An employee who has available a fixed location other than the home office can expect a challenge from the IRS when asserting he or she is conducting home office activities for the convenience of the employer. However, the taxpayer in Mulne (TCM 1996-320) was able to secure a home office deduction because her employer required her to prepare reports after business hours. For security reasons, her downtown Los Angeles office building was closed during the nighttime hours she needed to work. These circumstances might also meet the new convenience of employer requirement, since the taxpayer did not have an employer office available to her at the times she needed to run the reports.
Employees who telecommute or whose employers require them to use the Internet during off-peak hours when it may be more efficiently accessed might also be able to secure a home office deduction. This would be particularly plausible if the employers building or computer equipment was inaccessible beyond regular office hours. In the absence of any cases to cite as precedent, CPAs should carefully scrutinize the specific circumstances used to support the assertion that the home office exists for the employer’s convenience. It also would be helpful if the employer had a written policy explaining this practice. Finally, employees may deduct the cost of computer equipment as a business expense without being subject to the listed property rules described earlier as long as the employees home office qualifies as the principal place of business for the convenience of the employer.
Employees who work at home but are unable to claim a home office deduction should consider seeking reimbursement from their employers. Many companies now reimburse employees for such expenses or offer incentives to encourage employees to work at home. If an employer has an accountable plan, amounts reimbursed to the employee are not included in income, since they merely offset related expenses. In any event, employees must properly substantiate all expenses.

Material provided >>
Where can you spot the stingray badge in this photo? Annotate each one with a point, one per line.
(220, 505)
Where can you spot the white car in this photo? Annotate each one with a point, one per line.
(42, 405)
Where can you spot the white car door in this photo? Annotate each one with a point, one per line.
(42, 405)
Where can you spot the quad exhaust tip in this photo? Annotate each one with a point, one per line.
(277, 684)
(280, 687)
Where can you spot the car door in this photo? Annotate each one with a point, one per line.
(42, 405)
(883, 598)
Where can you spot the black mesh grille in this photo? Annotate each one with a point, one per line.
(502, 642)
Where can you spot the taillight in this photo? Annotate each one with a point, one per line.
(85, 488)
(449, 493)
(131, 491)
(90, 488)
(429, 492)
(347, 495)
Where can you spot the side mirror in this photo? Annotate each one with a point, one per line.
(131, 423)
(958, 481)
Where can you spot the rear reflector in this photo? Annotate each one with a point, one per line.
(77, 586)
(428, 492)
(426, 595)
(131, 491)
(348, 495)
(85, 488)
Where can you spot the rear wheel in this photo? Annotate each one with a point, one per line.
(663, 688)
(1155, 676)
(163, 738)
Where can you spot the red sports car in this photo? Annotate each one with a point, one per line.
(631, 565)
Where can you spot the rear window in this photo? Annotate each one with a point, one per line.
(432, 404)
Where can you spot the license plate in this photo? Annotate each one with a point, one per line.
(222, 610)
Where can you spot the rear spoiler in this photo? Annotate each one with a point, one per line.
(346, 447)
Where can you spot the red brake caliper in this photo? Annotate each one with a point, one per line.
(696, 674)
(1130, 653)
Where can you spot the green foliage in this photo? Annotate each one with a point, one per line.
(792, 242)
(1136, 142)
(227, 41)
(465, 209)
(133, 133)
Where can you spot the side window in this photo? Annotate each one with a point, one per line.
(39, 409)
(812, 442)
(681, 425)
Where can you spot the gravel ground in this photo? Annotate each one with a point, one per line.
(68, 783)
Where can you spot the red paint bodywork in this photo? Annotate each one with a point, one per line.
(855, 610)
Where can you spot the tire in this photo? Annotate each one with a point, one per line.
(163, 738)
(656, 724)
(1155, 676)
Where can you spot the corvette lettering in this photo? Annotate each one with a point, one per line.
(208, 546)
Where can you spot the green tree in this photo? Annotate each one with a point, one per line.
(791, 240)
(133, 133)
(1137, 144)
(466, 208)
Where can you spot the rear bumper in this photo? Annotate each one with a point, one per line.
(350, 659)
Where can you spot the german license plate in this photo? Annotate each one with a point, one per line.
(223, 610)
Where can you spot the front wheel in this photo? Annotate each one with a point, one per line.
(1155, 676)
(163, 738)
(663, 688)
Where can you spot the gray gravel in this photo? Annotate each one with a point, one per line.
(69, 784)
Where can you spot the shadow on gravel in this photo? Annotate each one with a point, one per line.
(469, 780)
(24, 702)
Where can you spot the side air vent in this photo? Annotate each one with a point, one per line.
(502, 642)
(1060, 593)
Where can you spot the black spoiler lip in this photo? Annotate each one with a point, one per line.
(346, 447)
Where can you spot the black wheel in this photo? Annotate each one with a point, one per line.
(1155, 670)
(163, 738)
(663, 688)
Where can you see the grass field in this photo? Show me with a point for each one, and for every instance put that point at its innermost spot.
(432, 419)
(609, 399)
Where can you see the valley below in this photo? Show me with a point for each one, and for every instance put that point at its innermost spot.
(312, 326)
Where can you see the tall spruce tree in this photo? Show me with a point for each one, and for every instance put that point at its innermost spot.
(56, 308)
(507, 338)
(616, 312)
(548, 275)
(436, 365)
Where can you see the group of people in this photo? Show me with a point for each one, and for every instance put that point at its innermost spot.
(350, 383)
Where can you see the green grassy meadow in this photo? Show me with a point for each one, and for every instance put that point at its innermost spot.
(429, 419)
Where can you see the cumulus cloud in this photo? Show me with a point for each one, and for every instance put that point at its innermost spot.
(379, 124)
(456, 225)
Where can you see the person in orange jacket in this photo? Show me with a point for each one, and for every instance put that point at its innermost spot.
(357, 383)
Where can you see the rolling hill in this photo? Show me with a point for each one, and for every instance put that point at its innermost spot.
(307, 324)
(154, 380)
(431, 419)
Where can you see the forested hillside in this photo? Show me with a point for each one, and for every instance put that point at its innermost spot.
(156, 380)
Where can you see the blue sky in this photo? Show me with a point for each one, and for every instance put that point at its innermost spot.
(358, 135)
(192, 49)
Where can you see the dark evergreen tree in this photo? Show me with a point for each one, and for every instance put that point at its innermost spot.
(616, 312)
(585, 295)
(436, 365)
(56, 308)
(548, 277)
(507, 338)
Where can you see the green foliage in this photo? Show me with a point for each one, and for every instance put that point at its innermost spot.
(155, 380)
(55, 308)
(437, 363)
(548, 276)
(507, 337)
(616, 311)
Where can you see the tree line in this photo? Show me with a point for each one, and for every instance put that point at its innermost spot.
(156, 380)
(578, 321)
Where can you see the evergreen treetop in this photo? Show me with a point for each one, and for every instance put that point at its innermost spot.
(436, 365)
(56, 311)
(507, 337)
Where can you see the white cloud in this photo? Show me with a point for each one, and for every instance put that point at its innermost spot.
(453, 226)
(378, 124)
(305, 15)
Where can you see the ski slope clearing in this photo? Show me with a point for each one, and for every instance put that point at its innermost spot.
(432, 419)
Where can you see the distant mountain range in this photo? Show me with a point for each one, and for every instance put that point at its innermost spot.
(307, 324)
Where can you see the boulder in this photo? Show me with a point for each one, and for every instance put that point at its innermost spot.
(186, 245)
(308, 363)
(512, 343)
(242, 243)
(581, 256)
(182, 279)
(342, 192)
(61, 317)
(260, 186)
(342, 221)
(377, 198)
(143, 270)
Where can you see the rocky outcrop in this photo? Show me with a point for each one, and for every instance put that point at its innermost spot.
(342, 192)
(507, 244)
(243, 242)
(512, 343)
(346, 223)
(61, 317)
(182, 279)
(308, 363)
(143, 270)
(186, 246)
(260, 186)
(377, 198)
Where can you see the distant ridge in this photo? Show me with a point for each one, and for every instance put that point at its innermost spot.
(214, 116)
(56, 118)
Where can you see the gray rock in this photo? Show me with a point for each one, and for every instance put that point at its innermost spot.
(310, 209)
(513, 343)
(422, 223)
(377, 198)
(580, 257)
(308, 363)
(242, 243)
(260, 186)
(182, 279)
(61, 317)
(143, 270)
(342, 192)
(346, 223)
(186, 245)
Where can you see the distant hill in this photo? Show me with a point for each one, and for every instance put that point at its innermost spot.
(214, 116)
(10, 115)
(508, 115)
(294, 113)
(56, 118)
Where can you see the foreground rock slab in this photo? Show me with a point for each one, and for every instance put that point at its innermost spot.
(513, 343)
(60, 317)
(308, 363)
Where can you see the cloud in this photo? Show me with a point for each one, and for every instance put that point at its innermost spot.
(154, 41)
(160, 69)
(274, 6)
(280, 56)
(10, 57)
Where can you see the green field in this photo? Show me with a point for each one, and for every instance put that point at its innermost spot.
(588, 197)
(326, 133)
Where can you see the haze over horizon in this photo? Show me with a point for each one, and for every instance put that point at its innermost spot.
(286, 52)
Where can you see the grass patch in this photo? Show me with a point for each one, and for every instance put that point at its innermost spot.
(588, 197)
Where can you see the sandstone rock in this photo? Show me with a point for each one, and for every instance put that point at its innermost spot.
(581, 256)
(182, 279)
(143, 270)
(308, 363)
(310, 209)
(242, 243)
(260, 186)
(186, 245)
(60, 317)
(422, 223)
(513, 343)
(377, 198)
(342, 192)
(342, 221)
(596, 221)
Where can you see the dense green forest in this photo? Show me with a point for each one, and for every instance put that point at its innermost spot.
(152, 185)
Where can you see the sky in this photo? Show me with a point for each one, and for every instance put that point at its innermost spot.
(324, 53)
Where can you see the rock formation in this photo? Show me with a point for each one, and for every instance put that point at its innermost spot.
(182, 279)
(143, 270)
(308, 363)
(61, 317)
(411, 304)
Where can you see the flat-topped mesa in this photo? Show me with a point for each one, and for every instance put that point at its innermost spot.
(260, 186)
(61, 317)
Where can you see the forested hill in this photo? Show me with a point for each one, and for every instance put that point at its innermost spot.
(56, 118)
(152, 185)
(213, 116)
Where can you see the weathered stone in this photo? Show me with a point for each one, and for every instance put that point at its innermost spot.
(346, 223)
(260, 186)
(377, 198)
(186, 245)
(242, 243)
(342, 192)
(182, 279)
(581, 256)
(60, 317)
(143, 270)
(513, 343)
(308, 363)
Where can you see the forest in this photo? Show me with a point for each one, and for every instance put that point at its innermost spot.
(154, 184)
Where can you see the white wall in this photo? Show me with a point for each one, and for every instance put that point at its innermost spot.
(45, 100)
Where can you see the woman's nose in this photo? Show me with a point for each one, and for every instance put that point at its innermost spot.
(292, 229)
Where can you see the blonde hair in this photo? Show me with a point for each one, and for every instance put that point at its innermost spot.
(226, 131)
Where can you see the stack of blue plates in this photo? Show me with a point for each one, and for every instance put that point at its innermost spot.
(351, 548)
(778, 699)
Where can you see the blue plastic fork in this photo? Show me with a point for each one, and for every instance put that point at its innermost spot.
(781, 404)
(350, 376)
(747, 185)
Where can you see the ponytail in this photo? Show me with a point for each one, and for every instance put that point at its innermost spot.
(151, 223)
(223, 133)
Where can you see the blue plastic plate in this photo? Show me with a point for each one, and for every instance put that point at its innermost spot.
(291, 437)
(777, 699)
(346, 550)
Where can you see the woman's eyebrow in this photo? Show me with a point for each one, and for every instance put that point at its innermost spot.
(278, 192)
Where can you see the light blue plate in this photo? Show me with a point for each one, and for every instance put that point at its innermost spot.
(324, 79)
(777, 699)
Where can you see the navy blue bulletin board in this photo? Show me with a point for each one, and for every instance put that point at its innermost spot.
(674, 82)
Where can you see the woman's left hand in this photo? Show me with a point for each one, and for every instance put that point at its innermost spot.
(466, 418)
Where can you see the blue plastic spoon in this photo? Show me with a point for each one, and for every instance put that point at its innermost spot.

Your task >>
Pick up the passage on home office deductions for employees where it stops, and continue it.

Answer for this exercise >>
EXPANDED DEFINITION, EXPANDED DEDUCTIONS
Although the new home office rules are generally more beneficial, CPAs and their clients should not take them lightly. Deducting home office expenses will still increase the probability of an IRS audit. Further, the rules remain quite exacting and complex, which is one reason why only about 10% of the estimated 14 million full-time self-employed taxpayers take a home office deduction. Taxpayers also still need to take into account nontax considerations in maintaining a home office, including local government zoning restrictions, the possible intrusion by family members on client meetings and limits on homeowners insurance coverage.
The expanded definition of principal place of business will restore the home office deduction to thousands of taxpayers this year, many of them small business owners. And because many small businesses meet the new principal place of business definition, their owners now will be able to deduct the cost of traveling between home and client offices. CPAs should alert clients to these changes immediately so they begin to keep the proper records. Although the new rules seem more straightforward, it is the courts that will ultimately decide how they are applied. The rules for deducting home office expenses can be expected to come under even greater scrutiny in the future as pressure arising from the need for child care, energy conservation and pollution abatement causes even more taxpayers to work out of their homes, either for themselves or their employers.